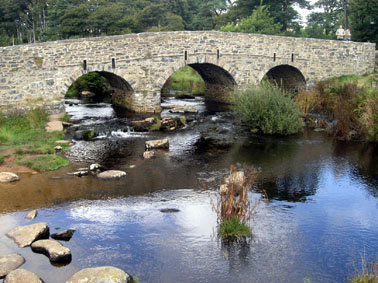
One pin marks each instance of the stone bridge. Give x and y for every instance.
(138, 65)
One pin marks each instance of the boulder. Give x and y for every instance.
(9, 263)
(7, 177)
(31, 215)
(22, 275)
(111, 174)
(143, 125)
(148, 154)
(107, 274)
(54, 250)
(25, 235)
(156, 144)
(65, 235)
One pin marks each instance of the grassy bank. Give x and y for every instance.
(24, 136)
(350, 100)
(187, 80)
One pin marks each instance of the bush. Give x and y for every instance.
(268, 109)
(93, 82)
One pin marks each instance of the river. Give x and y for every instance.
(319, 224)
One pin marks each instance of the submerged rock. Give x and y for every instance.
(9, 263)
(22, 275)
(31, 215)
(65, 235)
(107, 274)
(25, 235)
(7, 177)
(157, 144)
(111, 174)
(148, 154)
(54, 250)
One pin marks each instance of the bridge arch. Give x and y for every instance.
(121, 90)
(287, 77)
(219, 83)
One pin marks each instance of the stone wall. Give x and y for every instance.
(42, 73)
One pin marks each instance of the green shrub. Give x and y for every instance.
(92, 81)
(268, 109)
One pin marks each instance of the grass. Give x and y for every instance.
(25, 133)
(369, 273)
(350, 100)
(186, 79)
(232, 227)
(267, 109)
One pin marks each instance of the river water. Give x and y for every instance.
(319, 224)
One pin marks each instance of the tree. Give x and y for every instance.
(259, 22)
(364, 20)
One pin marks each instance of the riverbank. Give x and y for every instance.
(26, 144)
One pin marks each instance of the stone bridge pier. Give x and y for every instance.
(138, 65)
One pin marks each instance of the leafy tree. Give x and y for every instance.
(259, 22)
(364, 20)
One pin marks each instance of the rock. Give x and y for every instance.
(106, 274)
(65, 235)
(22, 275)
(143, 125)
(96, 167)
(183, 109)
(9, 263)
(31, 215)
(111, 174)
(54, 250)
(63, 142)
(54, 126)
(80, 173)
(7, 177)
(87, 94)
(169, 210)
(148, 154)
(155, 144)
(25, 235)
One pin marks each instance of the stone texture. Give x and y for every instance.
(25, 235)
(111, 174)
(32, 215)
(54, 250)
(148, 154)
(22, 276)
(157, 144)
(147, 60)
(65, 235)
(8, 177)
(101, 274)
(9, 263)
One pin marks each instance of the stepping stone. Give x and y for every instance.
(54, 250)
(107, 274)
(31, 215)
(155, 144)
(65, 235)
(9, 263)
(7, 177)
(25, 235)
(111, 174)
(22, 275)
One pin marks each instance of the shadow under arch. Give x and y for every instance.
(286, 77)
(121, 91)
(219, 83)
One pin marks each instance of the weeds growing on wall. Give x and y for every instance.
(351, 100)
(267, 109)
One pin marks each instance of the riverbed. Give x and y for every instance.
(319, 222)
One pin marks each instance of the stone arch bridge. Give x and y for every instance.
(138, 65)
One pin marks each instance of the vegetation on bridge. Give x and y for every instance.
(44, 20)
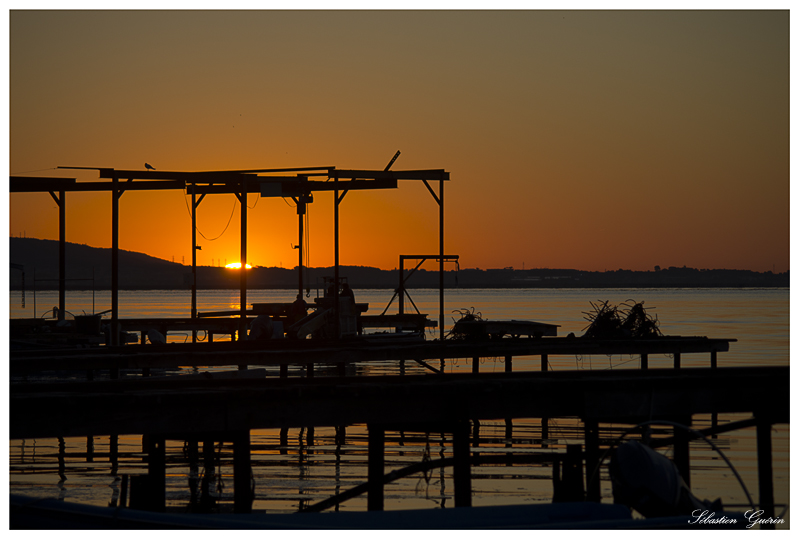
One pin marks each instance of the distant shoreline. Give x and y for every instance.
(35, 264)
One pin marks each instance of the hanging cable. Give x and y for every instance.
(201, 232)
(254, 205)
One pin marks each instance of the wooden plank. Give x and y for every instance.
(152, 406)
(282, 351)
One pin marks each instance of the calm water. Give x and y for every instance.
(311, 464)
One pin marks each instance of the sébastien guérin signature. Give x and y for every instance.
(704, 517)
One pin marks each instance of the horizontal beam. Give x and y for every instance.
(168, 405)
(33, 184)
(292, 187)
(436, 257)
(188, 177)
(277, 352)
(434, 174)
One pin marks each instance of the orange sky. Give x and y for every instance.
(587, 140)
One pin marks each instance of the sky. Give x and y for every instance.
(593, 140)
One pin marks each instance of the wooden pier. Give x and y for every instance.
(196, 410)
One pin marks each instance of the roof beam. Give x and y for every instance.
(433, 174)
(30, 184)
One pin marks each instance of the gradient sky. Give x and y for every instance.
(593, 140)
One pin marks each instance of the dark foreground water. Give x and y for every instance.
(308, 465)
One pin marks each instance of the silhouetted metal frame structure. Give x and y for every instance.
(239, 183)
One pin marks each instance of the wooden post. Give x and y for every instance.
(375, 464)
(681, 451)
(462, 474)
(113, 453)
(336, 256)
(61, 201)
(592, 445)
(476, 436)
(157, 473)
(242, 494)
(243, 269)
(194, 458)
(115, 194)
(208, 476)
(766, 501)
(441, 258)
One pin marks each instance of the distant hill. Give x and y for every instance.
(140, 271)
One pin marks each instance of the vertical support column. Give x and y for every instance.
(441, 259)
(714, 416)
(592, 452)
(336, 254)
(114, 262)
(243, 269)
(375, 464)
(301, 212)
(242, 494)
(208, 476)
(194, 262)
(62, 253)
(157, 472)
(766, 501)
(462, 474)
(194, 459)
(681, 451)
(401, 292)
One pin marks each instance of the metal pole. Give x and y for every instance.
(114, 261)
(301, 211)
(766, 497)
(400, 288)
(62, 254)
(194, 259)
(441, 258)
(243, 269)
(336, 253)
(375, 467)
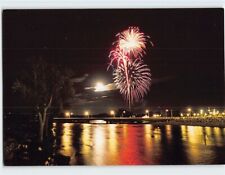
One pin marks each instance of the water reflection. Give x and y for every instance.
(137, 144)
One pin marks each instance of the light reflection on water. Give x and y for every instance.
(140, 144)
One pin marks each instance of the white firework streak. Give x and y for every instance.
(139, 80)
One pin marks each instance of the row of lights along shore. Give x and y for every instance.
(188, 112)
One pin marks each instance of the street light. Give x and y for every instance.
(189, 110)
(112, 112)
(201, 111)
(167, 110)
(67, 114)
(147, 112)
(86, 113)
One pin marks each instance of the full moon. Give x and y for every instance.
(100, 87)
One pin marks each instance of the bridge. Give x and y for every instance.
(112, 120)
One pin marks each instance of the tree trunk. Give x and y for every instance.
(41, 132)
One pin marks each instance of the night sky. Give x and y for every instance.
(186, 62)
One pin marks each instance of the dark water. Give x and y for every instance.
(139, 144)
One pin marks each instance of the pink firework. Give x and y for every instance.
(132, 42)
(139, 80)
(131, 76)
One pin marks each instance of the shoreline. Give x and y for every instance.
(204, 122)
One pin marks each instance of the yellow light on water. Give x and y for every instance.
(67, 114)
(112, 112)
(189, 109)
(86, 113)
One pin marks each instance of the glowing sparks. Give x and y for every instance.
(100, 87)
(138, 80)
(130, 74)
(132, 41)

━━━

*Problem*
Copy out all of the data word for word. Do not carry over any picture.

*Answer to this exercise*
One pin marks each instance of the stone bridge. Give x and y for every instance.
(138, 65)
One pin marks each instance of the boulder. Give x and y for every instance.
(9, 263)
(7, 177)
(31, 215)
(22, 275)
(111, 174)
(143, 125)
(148, 154)
(107, 274)
(54, 250)
(25, 235)
(156, 144)
(65, 235)
One pin marks each instance of the grassy bank. Give x and y for every instance.
(24, 136)
(350, 100)
(187, 80)
One pin marks each instance of the bush. Give x and y for every instance.
(268, 109)
(93, 82)
One pin marks each instance of the river. Give x and y for every instance.
(319, 224)
One pin marks each instance of the submerged rock. Give x and y for every instance.
(9, 263)
(22, 275)
(31, 215)
(65, 235)
(107, 274)
(25, 235)
(7, 177)
(157, 144)
(111, 174)
(148, 154)
(54, 250)
One pin marks each instance of the bridge arch. Give x and y for every instance.
(121, 90)
(287, 77)
(219, 83)
One pin marks each instance of the stone wall. Give x and y for every instance.
(42, 73)
One pin marks each instance of the green shrub. Give x and y for every instance.
(92, 81)
(268, 109)
One pin marks each instance of the grass. Give x and y for every instance.
(25, 133)
(369, 273)
(350, 100)
(186, 79)
(232, 227)
(267, 109)
One pin marks each instance of the river water. Give x and y for every instance.
(319, 224)
One pin marks each instance of the tree. Give x and y for every instance.
(259, 22)
(364, 20)
One pin marks each instance of the riverbank. Give x and y for every instance.
(26, 144)
One pin marks each instance of the stone bridge pier. Give x and y for every instance.
(138, 65)
One pin marks each instance of the leafy tree. Give x and y for every instance.
(259, 22)
(364, 20)
One pin marks each instance of the rock. Give x and y for every instance.
(106, 274)
(65, 235)
(22, 275)
(143, 125)
(96, 167)
(183, 109)
(9, 263)
(31, 215)
(111, 174)
(54, 250)
(63, 142)
(54, 126)
(80, 173)
(7, 177)
(87, 94)
(169, 210)
(148, 154)
(155, 144)
(25, 235)
One pin marks each instance of the stone texture. Give x and y for every instance.
(25, 235)
(111, 174)
(32, 215)
(54, 250)
(148, 154)
(22, 276)
(157, 144)
(147, 60)
(65, 235)
(8, 177)
(101, 274)
(9, 263)
One pin marks each instance of the stepping stone. Give x and y for every instance.
(54, 250)
(107, 274)
(31, 215)
(155, 144)
(65, 235)
(9, 263)
(7, 177)
(25, 235)
(111, 174)
(22, 275)
One pin marks each instance of the shadow under arch. Give x and y for every instance.
(286, 77)
(121, 91)
(219, 83)
One pin marks each instance of the weeds growing on wall. Give x and y for every instance.
(351, 100)
(267, 109)
One pin marks each instance of the riverbed. Give x and y for every instance.
(319, 222)
One pin marks each instance of the stone arch bridge. Give x and y for every instance.
(138, 65)
One pin marks each instance of the vegetation on bridge. Give x and y for every instance.
(44, 20)
One pin marks each instance of the distant shoreline. Give x and y for every instance.
(35, 264)
One pin marks each instance of the hanging cable. Give x and y for every instance.
(201, 232)
(254, 205)
One pin marks each instance of the wooden plank. Give x and y for every instance.
(152, 406)
(282, 351)
One pin marks each instance of the calm water. Give x and y for every instance.
(311, 464)
One pin marks each instance of the sébastien guérin signature. Give x and y for every instance.
(704, 517)
One pin marks each instance of the horizontal beam. Give x and y for every instance.
(168, 405)
(33, 184)
(292, 187)
(436, 257)
(188, 177)
(277, 352)
(434, 174)
One pin marks each instance of the orange sky. Give x and y for every instance.
(587, 140)
One pin marks each instance of the sky. Give x and y for every instance.
(593, 140)
One pin marks each instance of the wooden pier. Give x and y for every instance.
(196, 410)
One pin marks each instance of the roof beam. Give x and y for every instance.
(433, 174)
(30, 184)
One pin marks each instance of the gradient sky. Give x and y for every instance.
(593, 140)
One pin marks each instance of the dark foreground water. Give x and y for every instance.
(308, 465)
One pin marks each instance of the silhouetted metal frame structure. Give x and y for every instance.
(239, 183)
One pin marks each instance of the wooden post. Give x and y for every instance.
(375, 464)
(681, 451)
(462, 474)
(113, 453)
(336, 256)
(61, 201)
(592, 445)
(476, 436)
(157, 473)
(242, 494)
(243, 269)
(194, 458)
(115, 194)
(208, 476)
(766, 501)
(441, 258)
One pin marks each instance of the distant hill. Give x and y for every instance.
(140, 271)
One pin marks each instance of the vertical support column. Give x and y for every instance.
(441, 259)
(714, 416)
(592, 452)
(336, 254)
(114, 262)
(243, 269)
(375, 464)
(301, 212)
(242, 494)
(208, 476)
(194, 262)
(62, 253)
(157, 472)
(766, 501)
(462, 474)
(194, 459)
(681, 451)
(401, 292)
One pin marks each instance of the metal pole. Give x and y for every instance.
(114, 261)
(301, 211)
(766, 497)
(400, 288)
(62, 254)
(194, 259)
(441, 258)
(243, 269)
(336, 253)
(375, 467)
One pin marks each instance of the water reflection. Give x and y for every instance.
(137, 144)
One pin marks each instance of the light reflection on water. Give x and y for every instance.
(140, 144)
One pin marks each instance of the white firework streak. Give x and y for every instance.
(139, 80)
One pin marks each instance of the row of lights along shore. Give x and y for every instance.
(188, 112)
One pin marks each instance of the street light. Give x and y for every instance.
(189, 110)
(112, 112)
(201, 111)
(167, 110)
(67, 114)
(147, 112)
(86, 113)
One pin marks each instance of the full moon. Give x and y for every instance.
(100, 87)
One pin marks each instance of the bridge. Give x and y for every instance.
(112, 120)
One pin marks each instance of the tree trunk. Give x and y for every instance.
(41, 132)
One pin marks each instance of the night sky. Give x and y for every instance.
(186, 62)
One pin marks each instance of the dark water. Give x and y for every instance.
(139, 144)
One pin marks each instance of the pink firework. Give x and y for every instance.
(132, 42)
(139, 80)
(131, 76)
One pin marks each instance of the shoreline. Give x and y for every instance.
(204, 122)
One pin marks each instance of the yellow light on water. Give x and y for every instance.
(67, 114)
(112, 112)
(189, 109)
(86, 113)
One pin marks each instance of the glowing sparks. Give x and y for every instance.
(100, 87)
(138, 80)
(130, 74)
(132, 41)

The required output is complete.